Ritrovarsi a Tokyo, il dramma di un padre che cerca la figlia: la recensione del film con Romain Duris

Una città vista da un abitacolo, di giorno e di notte, come fosse taxi driver in preda ai propri demoni. È questa l’inusuale ambientazione che racconta di come le pulite geometrie di una metropoli sempre più di moda, come Tokyo, diventano angoli taglienti che opprimono la quotidianità di Jay (Romain Duris), un uomo che cerca sua figlia, Lily, da cui è separato da nove anni, sparita nei meandri della metropoli insieme alla madre. Lui è francese, ma in Giappone è bene integrato, parla la lingua molto bene, mentre lei è giapponese e ha ottenuto la custodia esclusiva della piccola. Qualcosa che succede sempre, in quel paese, legandosi a una legge vecchia più di un secolo non prevede l’affidamento congiunto. Dopo aver perso la sua battaglia, Jay sembra aver perso ogni speranza e sta per tornare in Francia per gestire insieme al padre un ristorante.

Duris torna a lavorare con Guillaume Senez, un autore belga che ha legato strettamente la sua ancora giovane carriera al racconto della paternità e degli ostacoli alla piena realizzazione dell’amore di un genitore per il proprio figlio. Insieme si erano fatti apprezzare per Le nostre battaglie, in cui Duris era un uomo che doveva gestire la vita lavorativa e i due figli piccoli dopo l'improvvisa sparizione della compagna. Questa volta la sua “parte mancante”, per citare il titolo originale di Ritrovarsi a Tokyo, è una figlia che non ha mai conosciuto, che porta nei lineamenti un padre occidentale, ma senza aver mai condiviso niente con lui. Questa storia racconta proprio di questa ricerca, che sembra disperata fino a che una sostituzione casuale al lavoro, mentre guida il taxi, capisce di averla ritrovata, anche se ovviamente lei non lo riconosce.
* * *
COMPITO DA SVOLGERE – Da quanti anni Jay è separato dalla figlia Lily, secondo la recensione? Questi record vengono da una fonte diversa dalla recensione.

Record estratti
* * *
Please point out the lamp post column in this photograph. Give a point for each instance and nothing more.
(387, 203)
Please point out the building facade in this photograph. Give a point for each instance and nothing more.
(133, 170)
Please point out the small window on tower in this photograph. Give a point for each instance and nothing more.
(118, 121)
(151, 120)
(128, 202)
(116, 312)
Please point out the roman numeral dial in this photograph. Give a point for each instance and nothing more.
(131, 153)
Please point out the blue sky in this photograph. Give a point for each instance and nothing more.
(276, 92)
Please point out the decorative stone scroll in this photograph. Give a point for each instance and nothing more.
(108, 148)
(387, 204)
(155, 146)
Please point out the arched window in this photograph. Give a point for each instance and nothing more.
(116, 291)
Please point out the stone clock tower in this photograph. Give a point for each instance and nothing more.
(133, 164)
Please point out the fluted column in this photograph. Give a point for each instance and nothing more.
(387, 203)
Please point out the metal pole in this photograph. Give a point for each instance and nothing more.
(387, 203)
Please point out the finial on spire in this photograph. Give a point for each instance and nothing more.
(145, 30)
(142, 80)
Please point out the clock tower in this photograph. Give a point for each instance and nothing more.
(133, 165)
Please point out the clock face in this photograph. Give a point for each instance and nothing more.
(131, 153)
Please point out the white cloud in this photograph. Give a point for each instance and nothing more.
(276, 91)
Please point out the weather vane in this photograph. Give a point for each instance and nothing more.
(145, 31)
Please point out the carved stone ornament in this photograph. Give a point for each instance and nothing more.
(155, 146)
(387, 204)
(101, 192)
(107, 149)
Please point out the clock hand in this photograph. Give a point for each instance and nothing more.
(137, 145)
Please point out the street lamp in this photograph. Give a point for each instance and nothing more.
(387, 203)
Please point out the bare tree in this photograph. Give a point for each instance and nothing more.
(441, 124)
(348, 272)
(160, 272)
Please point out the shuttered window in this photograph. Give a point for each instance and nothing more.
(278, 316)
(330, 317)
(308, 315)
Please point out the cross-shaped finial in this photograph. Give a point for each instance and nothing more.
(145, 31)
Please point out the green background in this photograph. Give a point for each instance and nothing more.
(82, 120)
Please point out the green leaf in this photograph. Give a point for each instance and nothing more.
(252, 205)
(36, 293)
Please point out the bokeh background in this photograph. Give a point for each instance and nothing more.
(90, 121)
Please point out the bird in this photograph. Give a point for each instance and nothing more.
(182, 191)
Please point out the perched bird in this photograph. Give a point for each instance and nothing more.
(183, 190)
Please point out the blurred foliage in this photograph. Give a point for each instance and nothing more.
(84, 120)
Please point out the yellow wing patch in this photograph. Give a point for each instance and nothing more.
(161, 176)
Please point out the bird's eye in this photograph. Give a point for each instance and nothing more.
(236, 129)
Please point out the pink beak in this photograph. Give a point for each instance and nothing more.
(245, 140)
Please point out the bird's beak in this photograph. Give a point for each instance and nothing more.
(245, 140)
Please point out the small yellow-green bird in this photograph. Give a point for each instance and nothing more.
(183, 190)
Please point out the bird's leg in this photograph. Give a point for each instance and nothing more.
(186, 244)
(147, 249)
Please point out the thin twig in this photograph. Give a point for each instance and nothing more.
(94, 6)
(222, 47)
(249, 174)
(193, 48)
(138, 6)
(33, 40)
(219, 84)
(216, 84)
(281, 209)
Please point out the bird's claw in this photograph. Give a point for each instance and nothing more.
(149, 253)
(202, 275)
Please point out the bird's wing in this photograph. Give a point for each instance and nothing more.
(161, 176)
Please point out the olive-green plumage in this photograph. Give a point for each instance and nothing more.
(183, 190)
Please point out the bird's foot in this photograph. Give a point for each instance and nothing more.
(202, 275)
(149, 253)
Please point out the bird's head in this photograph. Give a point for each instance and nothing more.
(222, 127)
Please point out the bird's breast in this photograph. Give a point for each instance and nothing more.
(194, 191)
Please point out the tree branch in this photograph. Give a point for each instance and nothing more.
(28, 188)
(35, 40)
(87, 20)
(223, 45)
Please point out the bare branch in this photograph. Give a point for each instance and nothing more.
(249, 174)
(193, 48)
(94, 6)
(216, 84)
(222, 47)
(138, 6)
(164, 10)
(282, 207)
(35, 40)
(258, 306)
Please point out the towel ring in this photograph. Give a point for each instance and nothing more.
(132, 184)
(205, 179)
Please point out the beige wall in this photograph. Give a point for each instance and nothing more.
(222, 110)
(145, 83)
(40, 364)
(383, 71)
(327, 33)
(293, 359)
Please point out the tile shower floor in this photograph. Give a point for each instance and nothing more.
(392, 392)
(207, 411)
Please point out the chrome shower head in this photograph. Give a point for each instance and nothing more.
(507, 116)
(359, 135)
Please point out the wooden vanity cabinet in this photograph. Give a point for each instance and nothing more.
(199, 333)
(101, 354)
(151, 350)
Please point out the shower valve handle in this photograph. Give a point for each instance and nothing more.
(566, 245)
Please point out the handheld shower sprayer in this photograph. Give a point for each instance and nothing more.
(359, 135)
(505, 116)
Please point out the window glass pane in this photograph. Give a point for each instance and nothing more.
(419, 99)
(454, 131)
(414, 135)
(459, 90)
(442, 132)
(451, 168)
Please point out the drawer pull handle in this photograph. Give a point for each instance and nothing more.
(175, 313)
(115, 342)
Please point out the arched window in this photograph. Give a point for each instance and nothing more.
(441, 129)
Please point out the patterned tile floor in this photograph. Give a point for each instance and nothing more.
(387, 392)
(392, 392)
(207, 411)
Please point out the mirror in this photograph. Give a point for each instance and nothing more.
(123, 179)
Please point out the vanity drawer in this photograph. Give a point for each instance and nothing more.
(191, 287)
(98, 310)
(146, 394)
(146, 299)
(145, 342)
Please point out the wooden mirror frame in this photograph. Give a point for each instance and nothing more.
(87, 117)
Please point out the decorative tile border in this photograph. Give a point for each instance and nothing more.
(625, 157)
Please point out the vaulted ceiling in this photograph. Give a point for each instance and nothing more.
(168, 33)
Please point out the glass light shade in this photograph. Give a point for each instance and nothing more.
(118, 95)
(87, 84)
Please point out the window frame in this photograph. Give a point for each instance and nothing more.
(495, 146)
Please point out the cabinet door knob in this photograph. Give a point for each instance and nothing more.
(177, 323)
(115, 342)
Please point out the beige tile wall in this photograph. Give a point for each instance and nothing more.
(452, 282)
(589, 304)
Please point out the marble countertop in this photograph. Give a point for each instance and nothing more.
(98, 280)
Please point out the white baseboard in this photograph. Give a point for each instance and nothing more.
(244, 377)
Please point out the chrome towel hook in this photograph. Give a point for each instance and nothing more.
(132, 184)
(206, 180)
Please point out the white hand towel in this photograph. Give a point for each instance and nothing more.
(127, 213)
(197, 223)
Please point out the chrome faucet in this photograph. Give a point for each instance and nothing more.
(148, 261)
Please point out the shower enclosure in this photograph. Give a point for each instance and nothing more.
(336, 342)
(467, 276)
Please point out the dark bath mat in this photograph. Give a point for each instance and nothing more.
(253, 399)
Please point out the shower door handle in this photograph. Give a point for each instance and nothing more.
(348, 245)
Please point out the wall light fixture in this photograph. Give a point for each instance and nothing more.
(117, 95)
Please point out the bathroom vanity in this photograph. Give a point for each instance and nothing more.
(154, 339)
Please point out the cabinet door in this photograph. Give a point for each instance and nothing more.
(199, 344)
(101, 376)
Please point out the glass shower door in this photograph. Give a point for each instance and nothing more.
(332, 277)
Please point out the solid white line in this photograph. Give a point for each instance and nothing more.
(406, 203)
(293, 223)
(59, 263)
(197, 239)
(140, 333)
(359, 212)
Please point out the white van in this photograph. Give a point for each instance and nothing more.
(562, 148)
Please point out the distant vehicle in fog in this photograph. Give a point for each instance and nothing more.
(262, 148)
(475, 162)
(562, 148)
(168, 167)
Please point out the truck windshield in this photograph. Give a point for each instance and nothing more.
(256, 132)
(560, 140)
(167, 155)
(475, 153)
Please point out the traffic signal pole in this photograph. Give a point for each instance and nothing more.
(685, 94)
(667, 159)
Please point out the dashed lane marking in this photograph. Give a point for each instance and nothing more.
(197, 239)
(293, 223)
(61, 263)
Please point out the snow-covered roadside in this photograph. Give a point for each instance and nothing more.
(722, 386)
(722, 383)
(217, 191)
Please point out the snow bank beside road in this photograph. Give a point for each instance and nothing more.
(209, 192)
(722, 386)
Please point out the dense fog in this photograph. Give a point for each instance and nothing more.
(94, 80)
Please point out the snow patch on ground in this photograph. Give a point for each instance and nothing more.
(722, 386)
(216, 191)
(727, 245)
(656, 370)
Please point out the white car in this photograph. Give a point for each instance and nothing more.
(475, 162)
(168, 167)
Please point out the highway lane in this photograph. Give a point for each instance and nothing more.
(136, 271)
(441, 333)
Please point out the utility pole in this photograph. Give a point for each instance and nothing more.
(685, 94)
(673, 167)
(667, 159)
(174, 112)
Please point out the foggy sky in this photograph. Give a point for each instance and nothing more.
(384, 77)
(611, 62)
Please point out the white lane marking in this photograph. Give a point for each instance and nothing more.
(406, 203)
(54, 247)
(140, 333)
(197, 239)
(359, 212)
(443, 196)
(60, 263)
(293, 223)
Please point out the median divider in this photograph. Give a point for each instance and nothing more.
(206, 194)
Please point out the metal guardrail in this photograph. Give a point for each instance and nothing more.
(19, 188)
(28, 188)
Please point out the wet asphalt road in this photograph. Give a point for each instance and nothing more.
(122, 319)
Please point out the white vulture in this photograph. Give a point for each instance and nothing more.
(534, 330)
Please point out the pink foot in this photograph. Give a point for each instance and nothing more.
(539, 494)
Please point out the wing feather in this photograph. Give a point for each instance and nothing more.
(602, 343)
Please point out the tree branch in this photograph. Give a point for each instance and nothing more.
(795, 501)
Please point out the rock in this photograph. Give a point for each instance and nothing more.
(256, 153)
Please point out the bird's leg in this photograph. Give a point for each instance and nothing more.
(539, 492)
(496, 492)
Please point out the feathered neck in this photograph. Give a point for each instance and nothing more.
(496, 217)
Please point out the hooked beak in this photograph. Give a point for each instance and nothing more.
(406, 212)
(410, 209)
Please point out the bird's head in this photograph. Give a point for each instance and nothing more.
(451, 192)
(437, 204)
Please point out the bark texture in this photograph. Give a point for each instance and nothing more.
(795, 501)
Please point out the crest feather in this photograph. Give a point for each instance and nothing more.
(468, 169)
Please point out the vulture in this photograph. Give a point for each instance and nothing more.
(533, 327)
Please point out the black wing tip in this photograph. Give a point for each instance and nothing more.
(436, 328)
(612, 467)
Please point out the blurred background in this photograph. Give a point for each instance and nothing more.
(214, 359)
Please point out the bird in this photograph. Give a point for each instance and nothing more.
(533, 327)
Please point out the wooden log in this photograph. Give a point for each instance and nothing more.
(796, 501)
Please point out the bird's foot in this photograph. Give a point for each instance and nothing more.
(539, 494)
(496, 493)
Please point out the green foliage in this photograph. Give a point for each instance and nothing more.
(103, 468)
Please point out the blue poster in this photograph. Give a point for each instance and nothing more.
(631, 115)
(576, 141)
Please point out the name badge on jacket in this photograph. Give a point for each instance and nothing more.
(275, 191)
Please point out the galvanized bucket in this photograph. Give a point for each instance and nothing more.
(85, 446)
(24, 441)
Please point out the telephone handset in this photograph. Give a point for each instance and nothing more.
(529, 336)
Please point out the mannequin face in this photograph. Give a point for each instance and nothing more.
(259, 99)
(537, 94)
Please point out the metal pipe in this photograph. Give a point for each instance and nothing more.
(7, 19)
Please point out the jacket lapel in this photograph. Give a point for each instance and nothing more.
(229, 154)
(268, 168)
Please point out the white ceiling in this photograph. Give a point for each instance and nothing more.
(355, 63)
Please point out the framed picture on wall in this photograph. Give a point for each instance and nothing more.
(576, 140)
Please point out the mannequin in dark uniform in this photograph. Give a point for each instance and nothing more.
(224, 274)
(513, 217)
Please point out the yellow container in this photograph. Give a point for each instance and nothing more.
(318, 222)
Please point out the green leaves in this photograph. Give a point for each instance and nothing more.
* * *
RISPOSTA ATTESA – Da nove anni.